## WHAT IS REQUIRED
Once the images are removed, repeat all of the entries exactly.

## DATA PROVIDED
• • • • •

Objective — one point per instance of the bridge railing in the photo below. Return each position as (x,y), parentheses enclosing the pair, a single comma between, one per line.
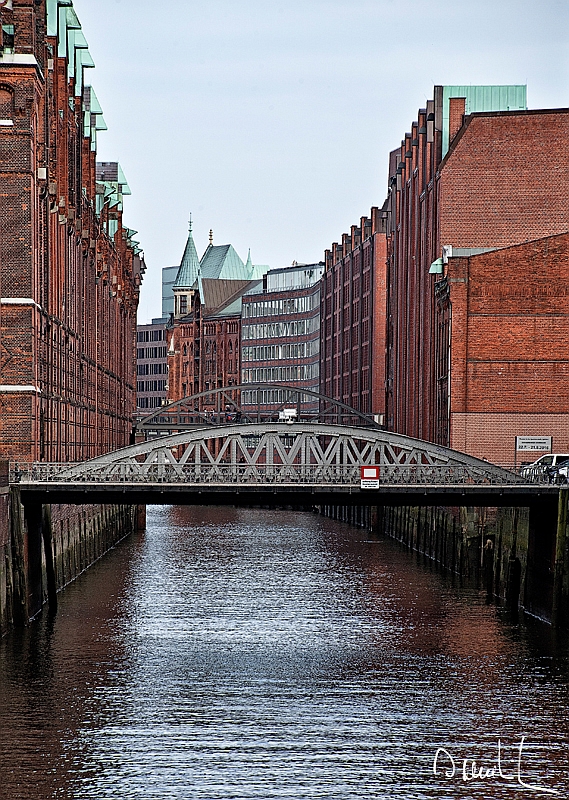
(133,472)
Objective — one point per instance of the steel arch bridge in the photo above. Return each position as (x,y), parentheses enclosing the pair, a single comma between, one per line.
(308,458)
(275,455)
(224,404)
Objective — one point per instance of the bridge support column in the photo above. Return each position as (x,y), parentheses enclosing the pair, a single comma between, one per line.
(40,560)
(140,519)
(561,569)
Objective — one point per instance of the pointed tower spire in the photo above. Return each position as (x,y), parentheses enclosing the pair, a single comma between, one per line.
(189,265)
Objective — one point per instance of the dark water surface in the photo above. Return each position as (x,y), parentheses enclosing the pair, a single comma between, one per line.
(233,653)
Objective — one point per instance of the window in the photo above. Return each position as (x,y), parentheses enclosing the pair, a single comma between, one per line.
(8,32)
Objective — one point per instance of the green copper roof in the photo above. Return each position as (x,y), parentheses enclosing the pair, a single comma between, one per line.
(222,261)
(189,265)
(483,98)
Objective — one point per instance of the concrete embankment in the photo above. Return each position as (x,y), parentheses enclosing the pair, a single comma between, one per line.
(45,547)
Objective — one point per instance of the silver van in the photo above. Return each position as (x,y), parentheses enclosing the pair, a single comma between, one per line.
(546,468)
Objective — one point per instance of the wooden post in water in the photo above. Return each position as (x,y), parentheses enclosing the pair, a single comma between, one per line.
(560,576)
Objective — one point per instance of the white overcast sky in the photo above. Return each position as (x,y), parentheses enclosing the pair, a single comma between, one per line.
(272,121)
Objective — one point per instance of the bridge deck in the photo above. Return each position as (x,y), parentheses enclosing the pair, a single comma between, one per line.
(289,494)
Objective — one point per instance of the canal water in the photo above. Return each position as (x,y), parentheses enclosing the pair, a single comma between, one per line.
(238,653)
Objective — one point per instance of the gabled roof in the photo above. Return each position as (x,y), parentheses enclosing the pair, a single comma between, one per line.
(220,296)
(222,261)
(189,266)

• • • • •

## REPLY TO THE TASK
Objective — one point per instance of the bridge railing in the photo below. Return each position as (x,y), parentheses enclosing the pair, a single comma between, one per line.
(133,472)
Objective — one point per instance of the steel arch bridge in the photo above. Return each position as (x,y), parentheses enclosing the pair, a single comma between, one per line.
(308,458)
(275,455)
(224,404)
Objective — one point per instance of the bridge support column in the photo above. Return each position as (x,y), parentheses enclosing the pair, a single comma between, one per line.
(40,560)
(140,519)
(561,569)
Objective — one point per instance of the pointed tower spire in the photo above. Return each position as (x,y), parentheses enclosing the pair, a single comma between, one per line.
(189,265)
Objective — one point per instance of the dark water surface in the photo above. Return each position as (x,y), parentheses enclosing the pair, a single comma between, one per line.
(233,653)
Objective — one point per instance of the window in the photo above. Return each position as (x,y), parentheses enclosing the pair, a single comma between, one per line.
(8,32)
Objective — one point per instance of the green copper roof in the photo above. Return each position as (x,y), parentheses enclosing the pair, a single comma between, one per line.
(222,261)
(189,265)
(483,98)
Objective — one point per instance of the concrete embankment in the photo above. Return each position as (x,y), parentheses enclosing the pair, a single comma between, one per line.
(45,547)
Objective — one point per instance of the silver van in the photo above. Return each position as (x,y), parentheses enclosing the pair, a single comma between, one per line.
(546,468)
Objective — one point per instance of the wooden post in water in the photo above. Return each position as (x,y), parentheses enclosing the pair, a single comma between, one per line.
(560,576)
Objective — one point per instance of the white overcast sky in the photo above. Return each position as (x,y), parentheses enclosing the pair, a single comma between, one per line.
(272,121)
Objective — one point per instance of the bridge deck in the photo above. Return each position as (x,y), parentheses enclosing the pair, a single comma between, one per line.
(289,494)
Objective — one point per instance of the canal water in the photo above. Return each position as (x,y), parentheses enclosing the pair, a single comma between, one per line.
(238,653)
Objective — one point per instance of the gabled roof in the photo above. Return each position as (x,y), parentheses enclosing the pair, a single comma between, one per line.
(220,296)
(222,261)
(189,266)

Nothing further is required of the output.